## Listed entries
*** Block opens ***

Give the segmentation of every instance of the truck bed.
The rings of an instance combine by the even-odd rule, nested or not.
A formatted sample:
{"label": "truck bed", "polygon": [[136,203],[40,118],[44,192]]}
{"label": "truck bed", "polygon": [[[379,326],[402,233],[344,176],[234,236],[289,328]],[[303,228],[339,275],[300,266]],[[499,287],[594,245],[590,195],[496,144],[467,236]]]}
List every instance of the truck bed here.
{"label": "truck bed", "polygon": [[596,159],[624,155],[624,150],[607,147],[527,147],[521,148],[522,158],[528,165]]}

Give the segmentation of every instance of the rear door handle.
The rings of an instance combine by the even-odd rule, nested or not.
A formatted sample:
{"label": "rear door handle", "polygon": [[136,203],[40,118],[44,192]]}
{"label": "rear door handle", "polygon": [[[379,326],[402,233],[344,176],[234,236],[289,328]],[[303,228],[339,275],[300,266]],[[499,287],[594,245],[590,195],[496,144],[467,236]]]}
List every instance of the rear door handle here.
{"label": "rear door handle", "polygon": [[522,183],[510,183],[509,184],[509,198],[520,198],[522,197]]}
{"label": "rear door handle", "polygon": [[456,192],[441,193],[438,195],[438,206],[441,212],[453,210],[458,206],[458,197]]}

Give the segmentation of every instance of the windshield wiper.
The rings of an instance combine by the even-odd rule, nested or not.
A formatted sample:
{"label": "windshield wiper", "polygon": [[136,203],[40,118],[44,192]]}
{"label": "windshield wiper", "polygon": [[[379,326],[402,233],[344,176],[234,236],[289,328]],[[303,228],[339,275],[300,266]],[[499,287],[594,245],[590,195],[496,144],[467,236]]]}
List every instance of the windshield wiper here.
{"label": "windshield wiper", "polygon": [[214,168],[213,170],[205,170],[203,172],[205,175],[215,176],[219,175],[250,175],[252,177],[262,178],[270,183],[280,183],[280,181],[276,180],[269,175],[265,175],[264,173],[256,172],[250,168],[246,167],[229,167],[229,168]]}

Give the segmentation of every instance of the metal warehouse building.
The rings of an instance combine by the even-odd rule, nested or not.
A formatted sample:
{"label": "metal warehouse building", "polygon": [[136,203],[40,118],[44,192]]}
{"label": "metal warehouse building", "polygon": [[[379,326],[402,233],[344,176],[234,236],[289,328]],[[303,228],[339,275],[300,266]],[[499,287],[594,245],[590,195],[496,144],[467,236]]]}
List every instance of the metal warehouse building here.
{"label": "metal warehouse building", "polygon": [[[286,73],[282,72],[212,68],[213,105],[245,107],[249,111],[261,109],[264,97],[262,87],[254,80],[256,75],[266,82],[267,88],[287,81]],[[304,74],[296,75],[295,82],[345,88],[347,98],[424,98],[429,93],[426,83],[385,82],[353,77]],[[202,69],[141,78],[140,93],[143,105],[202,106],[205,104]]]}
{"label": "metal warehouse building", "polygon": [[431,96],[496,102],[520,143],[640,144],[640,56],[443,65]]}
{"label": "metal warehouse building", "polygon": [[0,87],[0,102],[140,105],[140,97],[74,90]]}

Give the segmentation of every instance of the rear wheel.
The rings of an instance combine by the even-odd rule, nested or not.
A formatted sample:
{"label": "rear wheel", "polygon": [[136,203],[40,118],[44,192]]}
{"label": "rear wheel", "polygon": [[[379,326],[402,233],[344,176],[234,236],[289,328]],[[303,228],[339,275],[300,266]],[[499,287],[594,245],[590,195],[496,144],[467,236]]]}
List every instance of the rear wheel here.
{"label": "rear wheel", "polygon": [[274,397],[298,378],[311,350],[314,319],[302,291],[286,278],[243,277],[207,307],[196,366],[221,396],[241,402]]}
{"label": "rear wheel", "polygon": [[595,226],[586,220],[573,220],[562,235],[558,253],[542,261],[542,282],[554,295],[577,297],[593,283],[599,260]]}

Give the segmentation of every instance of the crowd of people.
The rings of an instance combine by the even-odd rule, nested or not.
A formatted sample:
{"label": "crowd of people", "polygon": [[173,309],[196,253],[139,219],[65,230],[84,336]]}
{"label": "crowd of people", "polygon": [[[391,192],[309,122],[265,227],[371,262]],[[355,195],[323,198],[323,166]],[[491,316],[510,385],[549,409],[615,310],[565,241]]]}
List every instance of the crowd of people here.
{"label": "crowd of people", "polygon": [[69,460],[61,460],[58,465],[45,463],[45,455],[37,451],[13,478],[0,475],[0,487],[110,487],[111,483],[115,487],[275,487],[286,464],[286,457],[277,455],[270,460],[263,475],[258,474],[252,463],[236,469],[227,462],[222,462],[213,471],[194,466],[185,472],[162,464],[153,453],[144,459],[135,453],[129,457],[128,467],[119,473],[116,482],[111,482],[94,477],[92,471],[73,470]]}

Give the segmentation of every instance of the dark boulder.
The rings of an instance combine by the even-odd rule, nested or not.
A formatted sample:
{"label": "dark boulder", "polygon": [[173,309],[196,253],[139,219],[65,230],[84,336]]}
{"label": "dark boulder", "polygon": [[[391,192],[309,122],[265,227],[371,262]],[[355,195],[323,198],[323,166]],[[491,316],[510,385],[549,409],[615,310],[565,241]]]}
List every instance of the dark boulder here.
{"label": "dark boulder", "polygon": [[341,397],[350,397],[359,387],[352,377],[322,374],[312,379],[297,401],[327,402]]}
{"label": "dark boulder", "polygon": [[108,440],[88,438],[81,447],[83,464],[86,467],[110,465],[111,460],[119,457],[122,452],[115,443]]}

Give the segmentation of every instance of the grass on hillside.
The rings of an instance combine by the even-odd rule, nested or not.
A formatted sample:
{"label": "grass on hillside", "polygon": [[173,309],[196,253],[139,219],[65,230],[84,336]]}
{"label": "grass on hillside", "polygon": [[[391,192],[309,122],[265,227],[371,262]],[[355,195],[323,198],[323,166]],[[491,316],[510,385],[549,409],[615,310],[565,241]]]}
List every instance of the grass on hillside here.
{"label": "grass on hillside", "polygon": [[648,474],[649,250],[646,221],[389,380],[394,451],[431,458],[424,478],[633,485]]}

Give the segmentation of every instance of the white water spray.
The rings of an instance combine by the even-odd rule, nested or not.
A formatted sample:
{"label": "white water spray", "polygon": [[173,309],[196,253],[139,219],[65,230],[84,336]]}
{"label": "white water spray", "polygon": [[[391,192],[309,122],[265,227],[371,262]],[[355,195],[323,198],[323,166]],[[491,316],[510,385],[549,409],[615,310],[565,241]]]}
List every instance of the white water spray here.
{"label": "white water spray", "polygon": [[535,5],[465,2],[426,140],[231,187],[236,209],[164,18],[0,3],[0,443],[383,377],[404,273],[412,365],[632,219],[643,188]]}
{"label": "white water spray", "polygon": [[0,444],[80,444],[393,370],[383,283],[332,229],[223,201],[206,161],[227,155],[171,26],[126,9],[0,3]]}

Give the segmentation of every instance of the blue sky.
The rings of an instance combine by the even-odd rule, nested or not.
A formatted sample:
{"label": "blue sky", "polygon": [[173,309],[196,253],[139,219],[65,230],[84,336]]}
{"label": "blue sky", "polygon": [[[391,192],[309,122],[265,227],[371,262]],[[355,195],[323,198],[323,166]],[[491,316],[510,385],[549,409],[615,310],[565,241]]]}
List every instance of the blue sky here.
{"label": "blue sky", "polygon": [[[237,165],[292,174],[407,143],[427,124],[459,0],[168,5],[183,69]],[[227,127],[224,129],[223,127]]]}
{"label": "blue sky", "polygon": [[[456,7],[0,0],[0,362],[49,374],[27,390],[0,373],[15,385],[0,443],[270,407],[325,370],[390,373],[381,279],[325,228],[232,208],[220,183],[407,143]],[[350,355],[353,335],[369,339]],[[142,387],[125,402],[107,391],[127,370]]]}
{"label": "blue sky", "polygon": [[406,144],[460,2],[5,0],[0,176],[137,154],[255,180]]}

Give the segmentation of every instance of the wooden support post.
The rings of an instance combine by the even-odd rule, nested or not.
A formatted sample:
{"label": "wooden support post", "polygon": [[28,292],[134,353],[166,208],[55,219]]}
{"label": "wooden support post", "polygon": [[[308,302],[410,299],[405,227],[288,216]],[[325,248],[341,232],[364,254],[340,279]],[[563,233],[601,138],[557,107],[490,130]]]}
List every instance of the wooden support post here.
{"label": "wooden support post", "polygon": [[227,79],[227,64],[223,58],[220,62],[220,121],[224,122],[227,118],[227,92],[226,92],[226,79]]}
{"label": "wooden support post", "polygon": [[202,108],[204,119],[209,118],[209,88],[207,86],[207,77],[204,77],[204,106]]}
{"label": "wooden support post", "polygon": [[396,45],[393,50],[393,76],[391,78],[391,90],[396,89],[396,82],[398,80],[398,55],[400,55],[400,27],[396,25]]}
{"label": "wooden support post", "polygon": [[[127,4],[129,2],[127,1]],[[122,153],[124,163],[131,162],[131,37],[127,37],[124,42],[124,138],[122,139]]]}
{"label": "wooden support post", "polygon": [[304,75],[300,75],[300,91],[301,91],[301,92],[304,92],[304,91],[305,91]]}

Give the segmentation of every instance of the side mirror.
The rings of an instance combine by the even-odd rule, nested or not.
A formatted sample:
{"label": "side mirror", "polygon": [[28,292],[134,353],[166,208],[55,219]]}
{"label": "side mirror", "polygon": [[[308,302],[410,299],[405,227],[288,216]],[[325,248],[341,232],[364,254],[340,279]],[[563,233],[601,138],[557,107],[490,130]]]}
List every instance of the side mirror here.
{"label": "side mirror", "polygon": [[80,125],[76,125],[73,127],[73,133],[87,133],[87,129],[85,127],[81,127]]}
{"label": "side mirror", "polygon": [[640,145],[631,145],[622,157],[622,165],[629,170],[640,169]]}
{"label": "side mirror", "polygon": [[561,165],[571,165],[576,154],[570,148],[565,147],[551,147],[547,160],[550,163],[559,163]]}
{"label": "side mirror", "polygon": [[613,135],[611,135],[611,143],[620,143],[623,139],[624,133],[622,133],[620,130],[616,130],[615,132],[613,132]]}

*** Block closes ***

## The problem
Taking the line with "List every instance of the dark boulder here." as the first and the line with "Give the segmentation of every instance of the grass" as the last, retype that stretch of the data above exactly, with no other lines.

## Output of the task
List every instance of the dark boulder here.
{"label": "dark boulder", "polygon": [[341,397],[350,397],[359,387],[352,377],[322,374],[312,379],[297,401],[327,402]]}
{"label": "dark boulder", "polygon": [[108,440],[88,438],[81,447],[83,464],[86,467],[110,465],[111,460],[119,457],[122,452],[115,443]]}

Give the segmentation of every instance of the grass on hillside.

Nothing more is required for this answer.